__Try it__: Restate word for word every entry that appears below, skipping its pictures.

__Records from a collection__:
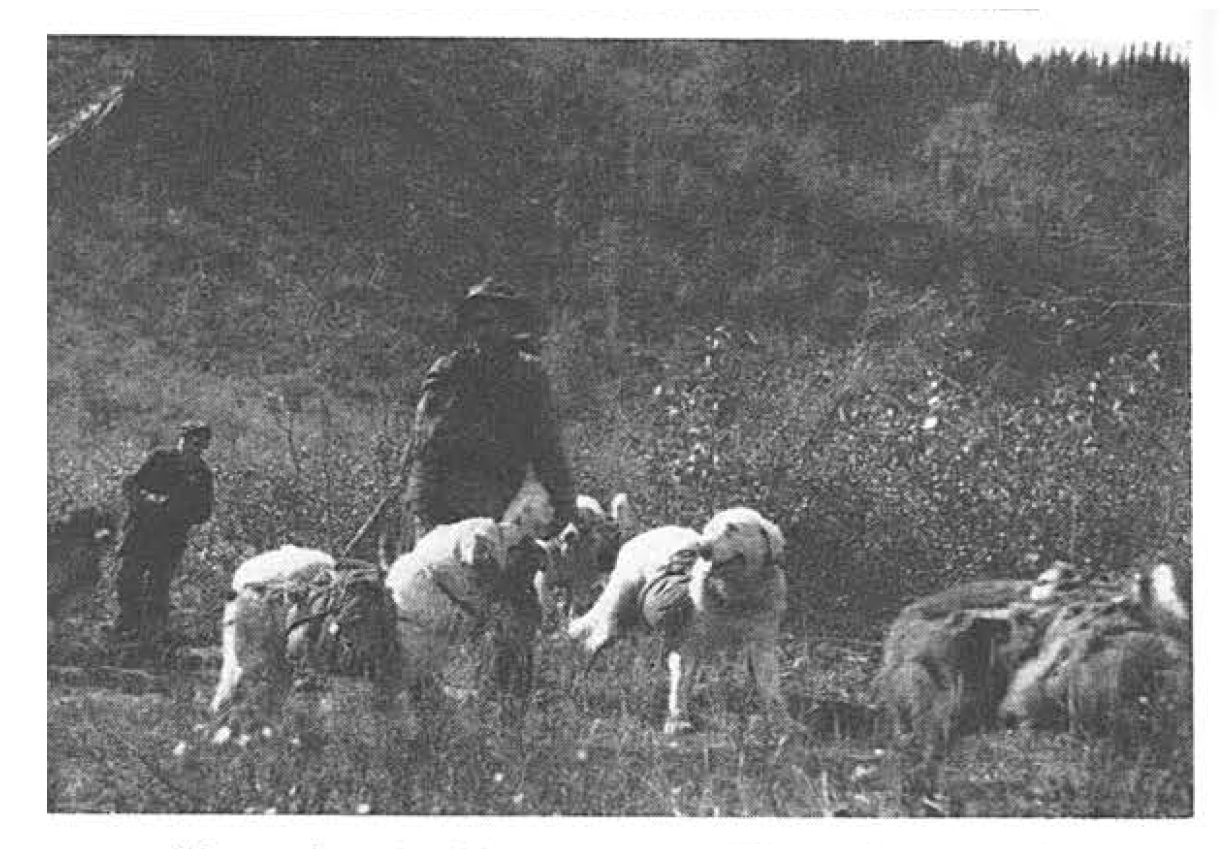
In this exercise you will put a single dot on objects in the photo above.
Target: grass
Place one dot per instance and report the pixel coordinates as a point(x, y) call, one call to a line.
point(587, 747)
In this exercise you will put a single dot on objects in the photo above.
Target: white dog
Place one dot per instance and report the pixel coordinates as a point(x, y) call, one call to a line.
point(722, 589)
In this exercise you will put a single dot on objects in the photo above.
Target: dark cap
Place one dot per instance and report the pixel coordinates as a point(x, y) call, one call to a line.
point(195, 428)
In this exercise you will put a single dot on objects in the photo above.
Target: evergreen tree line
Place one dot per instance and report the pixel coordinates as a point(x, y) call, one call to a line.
point(631, 184)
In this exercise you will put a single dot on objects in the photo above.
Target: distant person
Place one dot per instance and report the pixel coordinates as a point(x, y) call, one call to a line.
point(171, 492)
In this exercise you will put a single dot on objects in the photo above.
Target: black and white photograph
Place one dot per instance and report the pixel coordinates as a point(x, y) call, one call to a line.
point(620, 426)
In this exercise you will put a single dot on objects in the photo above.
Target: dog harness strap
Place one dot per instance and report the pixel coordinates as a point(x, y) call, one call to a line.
point(470, 609)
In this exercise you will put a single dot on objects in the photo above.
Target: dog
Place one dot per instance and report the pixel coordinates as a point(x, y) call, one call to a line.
point(254, 635)
point(1104, 651)
point(705, 593)
point(461, 580)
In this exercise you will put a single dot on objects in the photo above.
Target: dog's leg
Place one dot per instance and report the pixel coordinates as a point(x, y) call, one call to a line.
point(681, 669)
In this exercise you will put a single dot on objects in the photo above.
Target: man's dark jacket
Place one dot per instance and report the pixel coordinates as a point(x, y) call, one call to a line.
point(162, 529)
point(479, 423)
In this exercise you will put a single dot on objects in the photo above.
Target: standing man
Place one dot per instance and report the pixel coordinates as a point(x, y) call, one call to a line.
point(173, 491)
point(486, 415)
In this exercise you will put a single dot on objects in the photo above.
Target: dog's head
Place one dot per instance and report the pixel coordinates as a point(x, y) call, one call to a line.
point(741, 534)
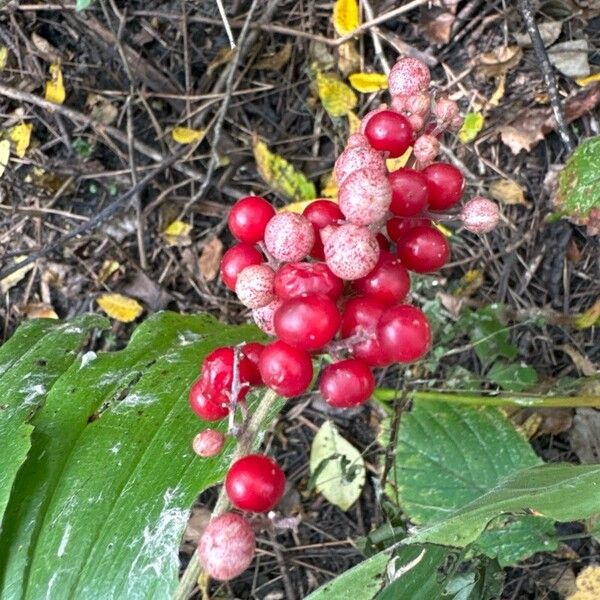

__Response box__:
In this exercise you will put a single dot on objects in the photo above.
Target: grass
Place one dot per instance and report the pixel coordinates as a point(x, y) call, one call to a line.
point(587, 747)
In this exercise you will put a single dot on objects in the photo above.
Target: white dog
Place one dot per instance and report the pixel coordinates as a point(x, y) call, one call to a line.
point(722, 589)
In this exercise you will put a single dot on objects in the photo above.
Target: dark cap
Place one dot per instance and report the pixel coordinates as a point(x, y) call, one call to a line.
point(195, 428)
In this exercise you will put a single dot on objects in the photo above.
Target: evergreen tree line
Place one dot per instance and report the pixel coordinates as a point(x, y) call, one call to a line.
point(631, 184)
In this exercise you will put a single dot on objects in the photo above.
Target: distant person
Place one dot per instance and report the pixel coordinates as a point(x, y) call, one call to a line.
point(171, 492)
In this exercise you will put a single dot on objects in the photo above.
Target: black and white photograph
Place one dot per instance and report the pixel coordinates as a point(x, y) call, one call to a line.
point(620, 426)
In this exercise you will put a single dot on objects in the photo above.
Target: dog harness strap
Place one dot per instance and report the pixel coordinates as a point(x, y) call, one call to a line.
point(470, 609)
In this exercise you will put a single dot on objects in the photo above.
Target: dog
Place one dot per instance and report the pixel coordinates as a point(x, y) call, one call to a line.
point(254, 635)
point(1104, 651)
point(705, 593)
point(461, 580)
In this exercise you will put a single dot on objects in the photo above.
Target: dog's leg
Place one dot per instance and report the pixel coordinates as a point(x, y) call, one call to a line.
point(681, 669)
In this exercise you will put a single dot on objects in the photo above.
Target: man's dark jacket
Place one dot per instance and report the pixel coordinates as a point(x, y) call, one call to a line.
point(162, 529)
point(479, 423)
In this exercise you will put a single dot on objects in the photo above.
Target: standing man
Place one dot per instance and report the pixel coordinates as a point(x, y) call, one call to a line.
point(173, 491)
point(486, 415)
In this exercise you will put a single dot on objects in the photo above.
Target: dog's head
Place one dot per instance and report the pixel coordinates as a point(x, y) call, one call to a line.
point(741, 534)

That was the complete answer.